__PASSAGE__:
^^^^^^^^^^^^^^^^

If you eat your own dog-food, it's vital that you have the quickest turnaround time possible on adding new features and trying out new ideas. In a sense you are continually prototyping, never finishing. You are your own end-user, although occasionally other people may pretend. As a result your target audience is highly literate in the languages that you are using, and wants to maximise the power of the tools with a programmatic interface. The unix-philosophy was constructed to service this case.
If your target user is a non-programmer, who simply wants to be able to perform a task then you will need to wrap up the functionality in a non-programmatic way. GUIs are the best way (so far) of doing this. Because there is no intention of exposing an external call interface the overhead of mapping from language to language becomes pure overhead and there is a natural tendency towards a single monolithic language approach.
The interesting gap between these two areas is when your target audience spans the non-technical and the technical. This is where monolithic applications with APIs and scripting interfaces appear. I've got to say that AppleScript is quite cute in this area, purely because it's pervasive enough that it reminds me of Arexx all those years ago...
Re:Python (Score:5, Interesting)
Just to expand on a couple of your points:
But if you like multi-language programming then Python is good glue.
If you eat your own dog-food ... You are your own end-user, although occasionally other people may pretend.

^^^^^^^^^^^^^^^^

__RECORDS__:
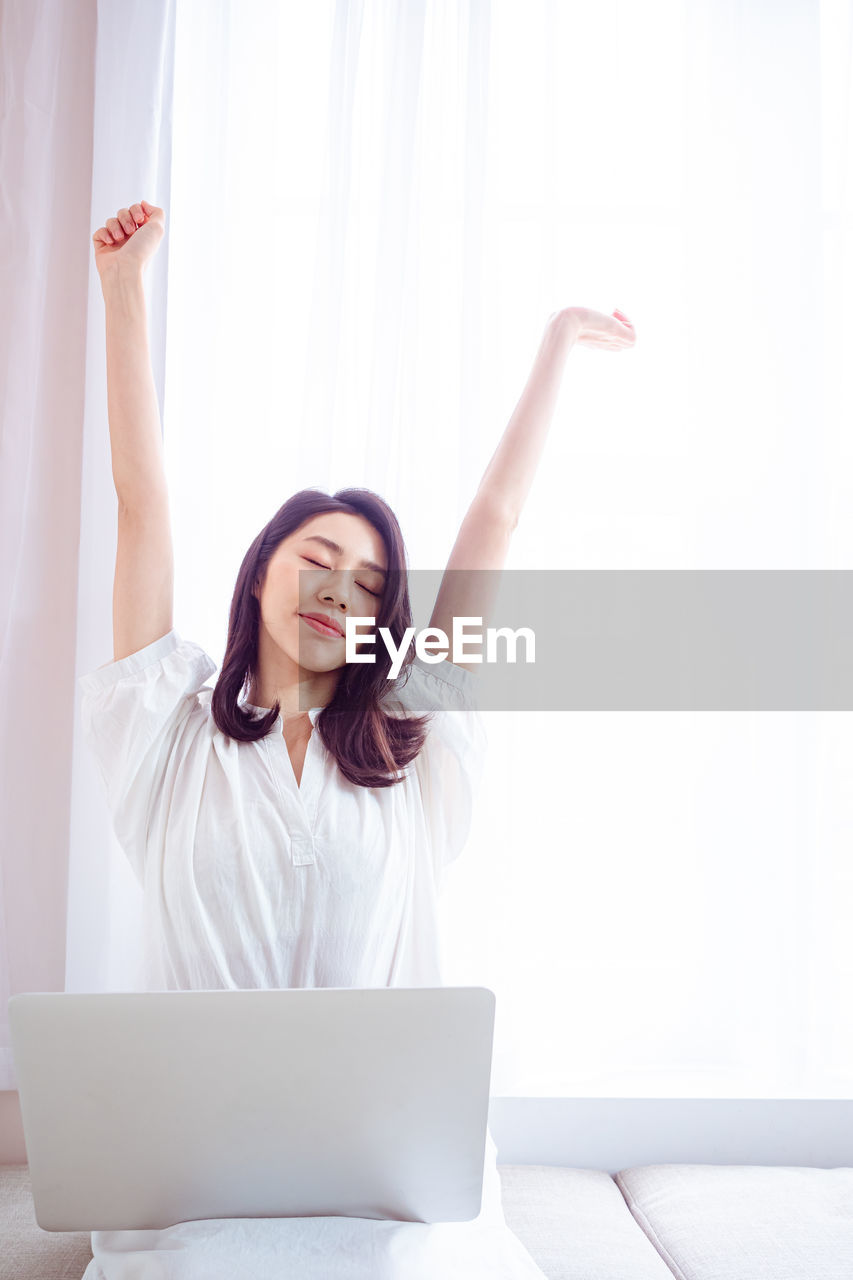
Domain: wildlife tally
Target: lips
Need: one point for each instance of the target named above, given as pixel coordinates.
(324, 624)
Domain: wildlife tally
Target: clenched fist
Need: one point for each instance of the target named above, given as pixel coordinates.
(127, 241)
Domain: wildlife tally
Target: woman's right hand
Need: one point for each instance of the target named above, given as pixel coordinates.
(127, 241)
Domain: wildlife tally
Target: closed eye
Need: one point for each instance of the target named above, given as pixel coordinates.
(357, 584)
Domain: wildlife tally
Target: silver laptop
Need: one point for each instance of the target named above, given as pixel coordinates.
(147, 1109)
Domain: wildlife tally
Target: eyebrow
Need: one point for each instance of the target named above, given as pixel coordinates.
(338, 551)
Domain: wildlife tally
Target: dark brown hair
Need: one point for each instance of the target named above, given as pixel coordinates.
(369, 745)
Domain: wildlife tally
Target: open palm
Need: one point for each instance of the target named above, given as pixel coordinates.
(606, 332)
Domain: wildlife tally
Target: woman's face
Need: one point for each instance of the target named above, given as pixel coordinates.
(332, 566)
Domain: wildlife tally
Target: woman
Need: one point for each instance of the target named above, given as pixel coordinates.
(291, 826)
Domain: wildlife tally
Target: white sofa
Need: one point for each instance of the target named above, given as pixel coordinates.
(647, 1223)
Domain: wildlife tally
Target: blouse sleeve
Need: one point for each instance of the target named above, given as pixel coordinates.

^^^^^^^^^^^^^^^^

__JOB 1__: In the passage on software and its audiences, what does it call the best way so far to wrap up functionality for a non-programmer?
__JOB 2__: Continue the passage on software and its audiences from its last sentence.

__TASK RESPONSE 1__: GUIs

__TASK RESPONSE 2__:
If your target user is a non-programmer, who simply wants to be able to perform a task then you will need to wrap up the functionality in a non-programmatic way. GUIs are the best way (so far) of doing this. Because there is no intention of exposing an external call interface the overhead of mapping from language to language becomes pure overhead and there is a natural tendency towards a single monolithic language approach.
Almost 100% of *my* code is python these days, but I use it glue together any number of my old scientific applications that are often written in C. You can turn an archaic, unusable program into a slick, modern GUI or web service with very little code.
Most important here, though, are your points about who your target audience is. I think the submission author is missing that point, and it deserves to be made in no uncertain terms.
I am a scientist and a programmer. When I am writing for myself, I want to spend time on my data, not my program. So, I bang something out unix style - command line only, text I/O, move on with life. Usually, that happens in Python, but it might be in C, R, MatLab - whatever. Programs from my PhD are almost strictly command line. My co-workers from that part of my life had to learn command line if they wanted to work with my stuff. And you know what? They all did. Some of them got quite good at it, and I had more than a few inquiries about learning to program - they all saw the utility of what I was doing.
After finishing my PhD, I've worked a little for a start up and a government agency, both based on my PhD research. In both cases, I've played the role of the scientifically literate programmer. My users are somewhat tech savvy, but with few exceptions, they don't want command line tools.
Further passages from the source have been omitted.